§ **Task 1**
In the Python script template article, what does the author keep in the custom module named const?
§ **Task 2**
According to the Python script template article, why does the author set up boilerplate or template code for scripts? Answer in one to three sentences.
§ **Task 3**
Resume the Python script template article from where it stops.

§ **Given text**
***

A Python Data Processing Script Template

Here's a skeleton general purpose template for getting a Python command line script fleshed out as quickly as possible.

By Matthew Mayo, KDnuggets Managing Editor on August 31, 2021 in Programming, Python

Like many of you, I tend to write a lot of Python scripts which are meant to perform similar tasks, or at least follow a similar pattern of functionality. In an effort to not repeat myself (or, approached from a different angle, to always repeat myself in exactly the same way), I like to setup boilerplate or template code for these kinds of scripts in an effort to keep my programming life as lazy as possible.

I recently wrote about Managing Your Reusable Python Code as a Data Scientist, and in that same vein I have put together a generic Python data processing script template I start off most projects with these days. It has changed and been tweaked over time, but this current version is the go-to for most, non-specialized (i.e. not machine learning) scripts that I start out writing.

First, here's a little about what I generally am looking to broadly accomplish with my scripts these days:

Parse command line arguments
Setup required paths and filenames
Access to Google Sheets for data retrieval and storage
Access to SQL databases for data retrieval and storage
Filesystem management
HTML and other text manipulation
Use of some of my own custom Python modules
Retrieval of some resources on the internet, HTML or CSV files, for example

Let's go through the code step by step.

Libraries

I'm particular with what and how I import. The first line imports (mostly) standard library modules; the next few lines import third party libraries, in the order 'import', 'import ... as ...', and 'from ... import ...'; a custom module named const is imported, which I include in my projects as a separate Python file holding immutable project-specific variable assignments (constants); finally, any of my own custom Python modules are imported, in this case a 'dates' modules from my own preprocessing library.

import sys, re, datetime, os, glob, argparse, json, yaml, pprint, urllib.request, wget, logging
import gspread
import sqlite3
import pandas as pd
import numpy as np
from bs4 import BeautifulSoup
from oauth2client.service_account import ServiceAccountCredentials

import const
from my_preprocessing import dates

Exit Functions

Along with, or in place of, error logging, I add some exit functions to be called from later code for different reasons. Here are a few examples, the first of which I always include.

***

§ **Extracted entries**

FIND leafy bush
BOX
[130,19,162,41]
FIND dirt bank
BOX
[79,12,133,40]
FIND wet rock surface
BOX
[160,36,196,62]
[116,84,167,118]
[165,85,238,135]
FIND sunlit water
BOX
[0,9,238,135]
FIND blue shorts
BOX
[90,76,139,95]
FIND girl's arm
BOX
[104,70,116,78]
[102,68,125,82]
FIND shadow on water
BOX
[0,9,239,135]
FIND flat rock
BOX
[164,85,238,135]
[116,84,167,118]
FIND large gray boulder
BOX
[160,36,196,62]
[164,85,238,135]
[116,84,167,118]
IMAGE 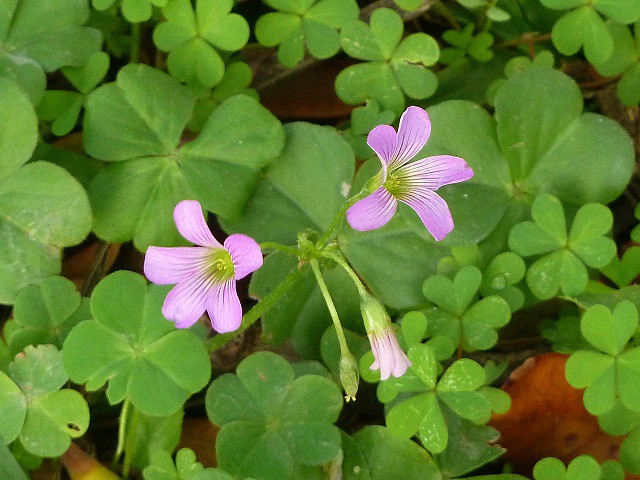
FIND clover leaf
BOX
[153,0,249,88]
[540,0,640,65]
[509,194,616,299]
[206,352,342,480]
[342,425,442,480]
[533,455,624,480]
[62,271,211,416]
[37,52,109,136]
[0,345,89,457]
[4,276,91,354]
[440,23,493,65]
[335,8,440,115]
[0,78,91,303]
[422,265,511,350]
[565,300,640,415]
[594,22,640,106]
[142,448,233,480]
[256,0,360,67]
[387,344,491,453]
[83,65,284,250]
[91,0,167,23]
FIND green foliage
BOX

***

§ **Expected answer 1**
Immutable project-specific variable assignments (constants), kept in a separate Python file.

§ **Expected answer 2**
The author writes many scripts that do similar tasks or follow a similar pattern. Template code avoids repetition, or makes the repetition always the same, and keeps the author's programming life as lazy as possible.

§ **Expected answer 3**
def quit():
	"""Program was not initialized correctly"""
	print("example: python template.py -o something_here -b")
	sys.exit(1)

def custom_error(message):
	"""Some other custom error"""
	print("There is a problem: %s" % message)
	sys.exit(2)

I like argparse, see below, but I like to call a custom exit function with a concrete example of how to initialize the command line script, as opposed to only the argparse default messaging. The second function would obviously be repurposed for something specific, if needed.

Parsing Command Line Arguments

I use argparse to parse command line arguments because why not? These args are included in my template for quick editing, and so I don't have to reference documentation all the time.

# Parse and process command line args
parser = argparse.ArgumentParser(description='Python data processing command line template.')
parser.add_argument('required_arg', metavar='req', type=int,
	help='a required arg of type int')
parser.add_argument('-o', '--optional', type=str, default='default_value',
	help='optional arg of type str')
parser.add_argument('-b', '--boolean', action='store_true',
	help='optional boolean arg, False if not used')

# Call custom function for additional console output when parse fails
try:
	args = parser.parse_args()
except SystemExit:
	quit()

# Assign command line args to variables
var_1 = args.req
var_2 = args.optional
var_3 = args.boolean

Note the call to the custom exit function outlined above in the try/except block, as well as the assignment of the parsed args to friendlier variable names.

Data Filenames and Paths

Time to setup project-specific data filenames and paths, since I am almost always processing data of some sort. The benefit of storing these in YAML files is that they are collected in one spot and can be easily changed without searching through code.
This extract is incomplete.